-- EXERCISE INSTRUCTIONS --
Your job with the data below is to output exactly the lines from the one holding "[point] every instance of the boat" down to the one holding "[point] every instance of the rope", both included, and no others.

-- EXERCISE DATA --
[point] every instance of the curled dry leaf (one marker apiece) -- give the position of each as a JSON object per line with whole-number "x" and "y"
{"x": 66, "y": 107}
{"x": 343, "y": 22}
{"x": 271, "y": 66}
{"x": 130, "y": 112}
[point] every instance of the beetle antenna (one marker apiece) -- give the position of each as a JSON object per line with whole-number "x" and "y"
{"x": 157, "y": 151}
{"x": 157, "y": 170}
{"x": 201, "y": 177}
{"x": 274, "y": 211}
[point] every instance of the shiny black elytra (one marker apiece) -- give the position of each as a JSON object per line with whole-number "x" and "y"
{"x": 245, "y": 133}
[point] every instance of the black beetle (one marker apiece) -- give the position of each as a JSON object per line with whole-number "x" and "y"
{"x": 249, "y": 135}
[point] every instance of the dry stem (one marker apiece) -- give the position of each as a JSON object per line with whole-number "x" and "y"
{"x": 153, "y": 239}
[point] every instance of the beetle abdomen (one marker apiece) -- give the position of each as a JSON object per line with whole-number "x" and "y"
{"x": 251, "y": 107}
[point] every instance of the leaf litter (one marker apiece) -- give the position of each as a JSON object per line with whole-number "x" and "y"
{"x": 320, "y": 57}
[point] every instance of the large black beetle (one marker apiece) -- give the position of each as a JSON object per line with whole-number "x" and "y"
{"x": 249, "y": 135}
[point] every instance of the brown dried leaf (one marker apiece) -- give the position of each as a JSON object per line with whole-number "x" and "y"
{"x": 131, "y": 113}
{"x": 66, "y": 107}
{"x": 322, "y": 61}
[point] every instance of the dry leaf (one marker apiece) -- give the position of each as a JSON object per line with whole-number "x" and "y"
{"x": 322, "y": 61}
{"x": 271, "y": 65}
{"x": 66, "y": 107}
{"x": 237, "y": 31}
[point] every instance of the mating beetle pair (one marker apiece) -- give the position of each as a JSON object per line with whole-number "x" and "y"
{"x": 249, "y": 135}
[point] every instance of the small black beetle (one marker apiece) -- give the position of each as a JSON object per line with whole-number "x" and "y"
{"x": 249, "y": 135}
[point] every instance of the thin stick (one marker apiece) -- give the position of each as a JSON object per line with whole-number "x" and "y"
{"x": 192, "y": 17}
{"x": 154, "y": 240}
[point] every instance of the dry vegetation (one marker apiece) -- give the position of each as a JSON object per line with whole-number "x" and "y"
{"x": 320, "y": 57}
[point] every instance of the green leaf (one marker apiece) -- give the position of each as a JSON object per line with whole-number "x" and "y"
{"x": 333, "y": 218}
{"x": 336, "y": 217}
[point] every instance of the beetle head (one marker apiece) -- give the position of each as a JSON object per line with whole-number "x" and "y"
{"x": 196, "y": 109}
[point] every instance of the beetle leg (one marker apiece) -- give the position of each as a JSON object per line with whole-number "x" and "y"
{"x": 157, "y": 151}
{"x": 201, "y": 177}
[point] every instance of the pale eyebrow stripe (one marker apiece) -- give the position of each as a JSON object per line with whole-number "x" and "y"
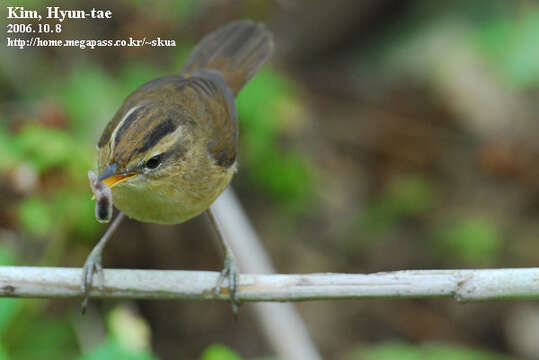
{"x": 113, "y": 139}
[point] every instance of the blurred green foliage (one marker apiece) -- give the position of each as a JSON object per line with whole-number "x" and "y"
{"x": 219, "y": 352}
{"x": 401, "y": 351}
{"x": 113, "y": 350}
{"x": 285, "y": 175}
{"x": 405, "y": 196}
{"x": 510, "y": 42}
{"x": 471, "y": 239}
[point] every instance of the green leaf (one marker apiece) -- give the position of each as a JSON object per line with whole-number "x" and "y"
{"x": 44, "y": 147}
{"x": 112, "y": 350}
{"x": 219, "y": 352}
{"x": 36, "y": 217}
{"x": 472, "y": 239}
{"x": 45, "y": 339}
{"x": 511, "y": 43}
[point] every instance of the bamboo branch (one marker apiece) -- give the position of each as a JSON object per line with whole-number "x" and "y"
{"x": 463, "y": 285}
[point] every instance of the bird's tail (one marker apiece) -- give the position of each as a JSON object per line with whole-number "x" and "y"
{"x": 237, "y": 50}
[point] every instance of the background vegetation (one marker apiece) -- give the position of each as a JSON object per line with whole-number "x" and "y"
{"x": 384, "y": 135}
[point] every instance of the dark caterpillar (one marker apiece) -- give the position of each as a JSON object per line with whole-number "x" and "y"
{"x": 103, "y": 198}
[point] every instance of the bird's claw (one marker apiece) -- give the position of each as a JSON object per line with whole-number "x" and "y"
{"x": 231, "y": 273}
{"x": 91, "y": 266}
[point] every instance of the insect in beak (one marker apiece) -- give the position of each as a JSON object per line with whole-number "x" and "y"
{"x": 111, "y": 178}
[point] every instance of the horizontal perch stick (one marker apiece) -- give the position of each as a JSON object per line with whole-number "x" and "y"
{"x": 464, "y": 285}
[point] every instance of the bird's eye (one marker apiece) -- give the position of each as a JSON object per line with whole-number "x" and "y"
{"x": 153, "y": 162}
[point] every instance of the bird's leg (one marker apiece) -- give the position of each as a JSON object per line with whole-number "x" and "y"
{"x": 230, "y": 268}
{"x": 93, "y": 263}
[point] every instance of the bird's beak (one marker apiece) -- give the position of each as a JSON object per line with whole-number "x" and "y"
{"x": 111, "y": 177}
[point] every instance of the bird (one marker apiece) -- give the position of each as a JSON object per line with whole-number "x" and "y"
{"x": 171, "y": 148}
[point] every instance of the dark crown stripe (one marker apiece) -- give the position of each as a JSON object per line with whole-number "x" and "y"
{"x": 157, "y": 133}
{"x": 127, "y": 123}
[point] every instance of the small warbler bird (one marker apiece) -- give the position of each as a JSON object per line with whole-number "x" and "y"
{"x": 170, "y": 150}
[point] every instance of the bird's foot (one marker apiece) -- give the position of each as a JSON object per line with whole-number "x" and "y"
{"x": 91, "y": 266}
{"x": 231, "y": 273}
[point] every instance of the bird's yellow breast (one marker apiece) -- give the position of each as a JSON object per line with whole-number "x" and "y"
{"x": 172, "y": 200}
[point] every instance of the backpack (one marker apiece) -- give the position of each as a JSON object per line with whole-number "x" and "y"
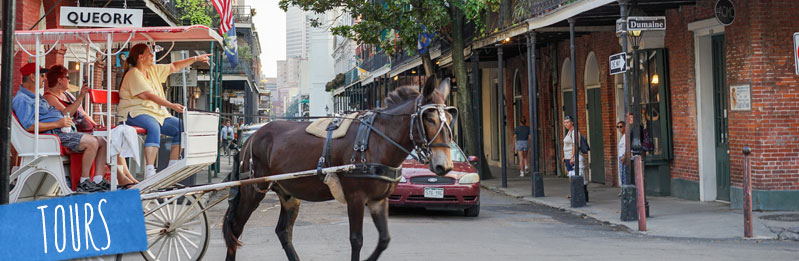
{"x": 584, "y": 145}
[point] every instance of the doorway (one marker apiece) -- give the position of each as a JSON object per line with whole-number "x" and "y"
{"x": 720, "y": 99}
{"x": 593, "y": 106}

--

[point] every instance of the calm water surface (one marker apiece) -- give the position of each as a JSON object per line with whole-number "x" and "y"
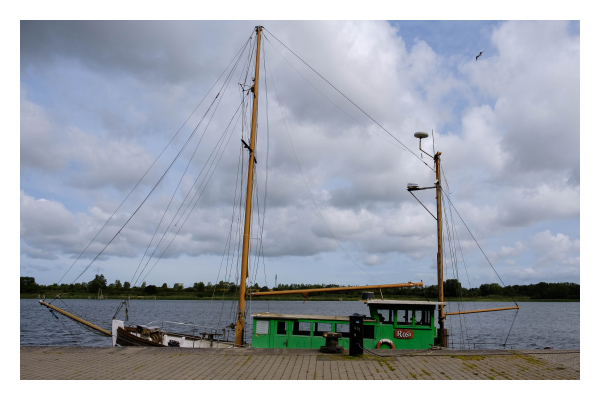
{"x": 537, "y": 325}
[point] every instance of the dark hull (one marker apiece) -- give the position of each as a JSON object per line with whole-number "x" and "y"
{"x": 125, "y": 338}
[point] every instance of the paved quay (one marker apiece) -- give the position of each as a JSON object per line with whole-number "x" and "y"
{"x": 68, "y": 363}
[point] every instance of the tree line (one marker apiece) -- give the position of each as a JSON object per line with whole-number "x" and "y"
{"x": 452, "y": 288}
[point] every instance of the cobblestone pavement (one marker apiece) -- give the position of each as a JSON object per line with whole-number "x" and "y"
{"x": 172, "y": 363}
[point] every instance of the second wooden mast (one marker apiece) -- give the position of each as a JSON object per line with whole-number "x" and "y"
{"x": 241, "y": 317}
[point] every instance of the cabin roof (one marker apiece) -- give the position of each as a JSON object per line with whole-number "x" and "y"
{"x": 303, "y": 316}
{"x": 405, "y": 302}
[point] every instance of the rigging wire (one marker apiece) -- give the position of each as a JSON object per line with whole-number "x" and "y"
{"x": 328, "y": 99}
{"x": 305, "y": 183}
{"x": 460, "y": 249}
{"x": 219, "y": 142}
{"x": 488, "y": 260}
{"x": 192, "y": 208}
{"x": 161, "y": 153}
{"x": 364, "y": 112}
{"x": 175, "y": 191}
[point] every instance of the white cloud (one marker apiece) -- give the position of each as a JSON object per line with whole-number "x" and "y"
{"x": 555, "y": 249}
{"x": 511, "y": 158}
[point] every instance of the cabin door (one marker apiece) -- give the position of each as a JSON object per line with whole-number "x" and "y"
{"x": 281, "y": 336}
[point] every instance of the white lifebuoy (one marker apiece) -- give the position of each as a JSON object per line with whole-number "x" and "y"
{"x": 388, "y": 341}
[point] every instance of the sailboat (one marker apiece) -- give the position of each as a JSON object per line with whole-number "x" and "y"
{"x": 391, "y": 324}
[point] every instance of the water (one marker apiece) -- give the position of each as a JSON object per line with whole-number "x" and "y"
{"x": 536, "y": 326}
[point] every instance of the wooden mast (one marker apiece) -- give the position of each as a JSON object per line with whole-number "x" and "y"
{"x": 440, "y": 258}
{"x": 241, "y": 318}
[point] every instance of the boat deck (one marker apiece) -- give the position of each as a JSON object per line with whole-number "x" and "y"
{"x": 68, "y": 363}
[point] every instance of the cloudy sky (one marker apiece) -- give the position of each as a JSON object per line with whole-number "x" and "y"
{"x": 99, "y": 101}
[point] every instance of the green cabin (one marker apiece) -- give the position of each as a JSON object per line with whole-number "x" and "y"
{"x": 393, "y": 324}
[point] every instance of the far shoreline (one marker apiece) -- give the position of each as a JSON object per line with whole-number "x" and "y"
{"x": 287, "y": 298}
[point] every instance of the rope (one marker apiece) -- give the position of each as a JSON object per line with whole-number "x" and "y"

-- FINISHED TASK --
[point] every instance of the boat deck (one marker apiece) -- give the position of each as a JSON object per line with whole-number "x" and "y"
{"x": 68, "y": 363}
[point] every instance of the cloudy sky (one marker apiece) -- give the position of each as a JSON object per line with whole-number "x" and "y"
{"x": 99, "y": 101}
[point] every instance of the green cabin (one marker apiece) -- give the position of each as a JSON object per line with whole-number "x" and "y"
{"x": 393, "y": 324}
[point] every instance of the far shoreline (one marker apiece) -- give the position of each as a JSON object per line with whole-number "x" and "y"
{"x": 287, "y": 298}
[point] every instance of the rope (one marker apiece) -- give the position of each as a JSON object per line with whole-number "x" and "y"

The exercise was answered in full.